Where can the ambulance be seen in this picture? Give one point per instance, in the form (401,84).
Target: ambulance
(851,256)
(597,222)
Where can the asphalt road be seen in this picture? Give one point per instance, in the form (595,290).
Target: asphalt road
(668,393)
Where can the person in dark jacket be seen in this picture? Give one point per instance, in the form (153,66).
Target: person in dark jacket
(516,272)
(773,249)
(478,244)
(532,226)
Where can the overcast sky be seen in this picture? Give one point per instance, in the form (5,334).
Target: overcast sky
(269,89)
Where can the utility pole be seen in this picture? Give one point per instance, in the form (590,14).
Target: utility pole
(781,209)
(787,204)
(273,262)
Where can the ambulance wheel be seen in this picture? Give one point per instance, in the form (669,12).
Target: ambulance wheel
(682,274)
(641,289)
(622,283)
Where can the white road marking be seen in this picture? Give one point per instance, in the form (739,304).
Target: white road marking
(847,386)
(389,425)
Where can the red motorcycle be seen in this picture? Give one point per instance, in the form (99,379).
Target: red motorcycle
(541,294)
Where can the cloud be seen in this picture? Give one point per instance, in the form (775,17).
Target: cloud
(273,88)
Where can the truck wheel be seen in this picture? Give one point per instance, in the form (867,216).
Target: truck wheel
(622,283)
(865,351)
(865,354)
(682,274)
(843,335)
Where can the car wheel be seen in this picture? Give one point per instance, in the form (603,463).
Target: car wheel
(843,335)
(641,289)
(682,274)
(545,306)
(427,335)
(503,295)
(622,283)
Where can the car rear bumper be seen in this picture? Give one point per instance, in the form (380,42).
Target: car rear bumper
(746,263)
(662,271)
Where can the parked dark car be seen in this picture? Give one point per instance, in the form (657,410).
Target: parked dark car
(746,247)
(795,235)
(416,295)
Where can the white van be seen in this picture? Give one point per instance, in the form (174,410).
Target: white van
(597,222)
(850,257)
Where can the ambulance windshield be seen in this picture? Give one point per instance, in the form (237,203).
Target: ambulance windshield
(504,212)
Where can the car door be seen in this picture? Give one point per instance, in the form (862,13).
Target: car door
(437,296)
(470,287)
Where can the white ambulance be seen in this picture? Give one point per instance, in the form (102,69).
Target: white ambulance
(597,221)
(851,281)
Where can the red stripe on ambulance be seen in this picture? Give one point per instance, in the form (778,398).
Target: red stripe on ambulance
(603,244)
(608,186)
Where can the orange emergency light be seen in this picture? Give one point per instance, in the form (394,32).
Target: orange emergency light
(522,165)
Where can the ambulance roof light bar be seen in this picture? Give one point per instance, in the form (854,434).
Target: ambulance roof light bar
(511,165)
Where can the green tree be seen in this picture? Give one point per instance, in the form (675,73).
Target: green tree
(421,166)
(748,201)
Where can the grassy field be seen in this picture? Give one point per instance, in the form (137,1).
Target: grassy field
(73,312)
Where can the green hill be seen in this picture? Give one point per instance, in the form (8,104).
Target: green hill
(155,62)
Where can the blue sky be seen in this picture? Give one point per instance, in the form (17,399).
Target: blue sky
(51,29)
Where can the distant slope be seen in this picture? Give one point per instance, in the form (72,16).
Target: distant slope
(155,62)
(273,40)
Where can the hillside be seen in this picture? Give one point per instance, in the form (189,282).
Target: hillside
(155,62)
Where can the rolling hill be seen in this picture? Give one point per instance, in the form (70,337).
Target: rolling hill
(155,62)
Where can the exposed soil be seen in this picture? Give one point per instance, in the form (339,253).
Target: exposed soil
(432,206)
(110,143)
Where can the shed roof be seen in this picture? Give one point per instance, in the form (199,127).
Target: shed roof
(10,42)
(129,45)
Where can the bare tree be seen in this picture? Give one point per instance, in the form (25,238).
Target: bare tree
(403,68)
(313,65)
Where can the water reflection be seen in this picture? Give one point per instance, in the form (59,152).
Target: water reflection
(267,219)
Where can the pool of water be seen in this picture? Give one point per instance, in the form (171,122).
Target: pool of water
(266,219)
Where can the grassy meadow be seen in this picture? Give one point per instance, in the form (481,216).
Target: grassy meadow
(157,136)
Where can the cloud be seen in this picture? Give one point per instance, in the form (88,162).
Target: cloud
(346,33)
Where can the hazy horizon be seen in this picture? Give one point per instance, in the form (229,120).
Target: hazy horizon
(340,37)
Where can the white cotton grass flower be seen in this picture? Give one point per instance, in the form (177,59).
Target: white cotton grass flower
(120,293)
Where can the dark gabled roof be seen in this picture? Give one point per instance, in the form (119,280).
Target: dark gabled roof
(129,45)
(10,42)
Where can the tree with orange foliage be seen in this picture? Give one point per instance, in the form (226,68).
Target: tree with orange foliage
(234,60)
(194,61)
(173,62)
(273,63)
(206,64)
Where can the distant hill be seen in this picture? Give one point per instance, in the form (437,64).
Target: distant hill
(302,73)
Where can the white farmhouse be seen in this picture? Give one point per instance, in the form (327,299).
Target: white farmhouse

Directions for this task: Copy the material again from the line containing "Where can the distant hill" through the end, keeping every line, and add 97 to each number in the answer coordinates. Leave the numbers in the other lines and in their sample formats unchanged.

Answer to this exercise:
Where can the distant hill be seen in this picture? Give one point per instance, in the form (437,64).
Target: distant hill
(399,170)
Where can the white farmhouse be seen in this picture? Give one point per instance, in the form (327,299).
Target: white farmhouse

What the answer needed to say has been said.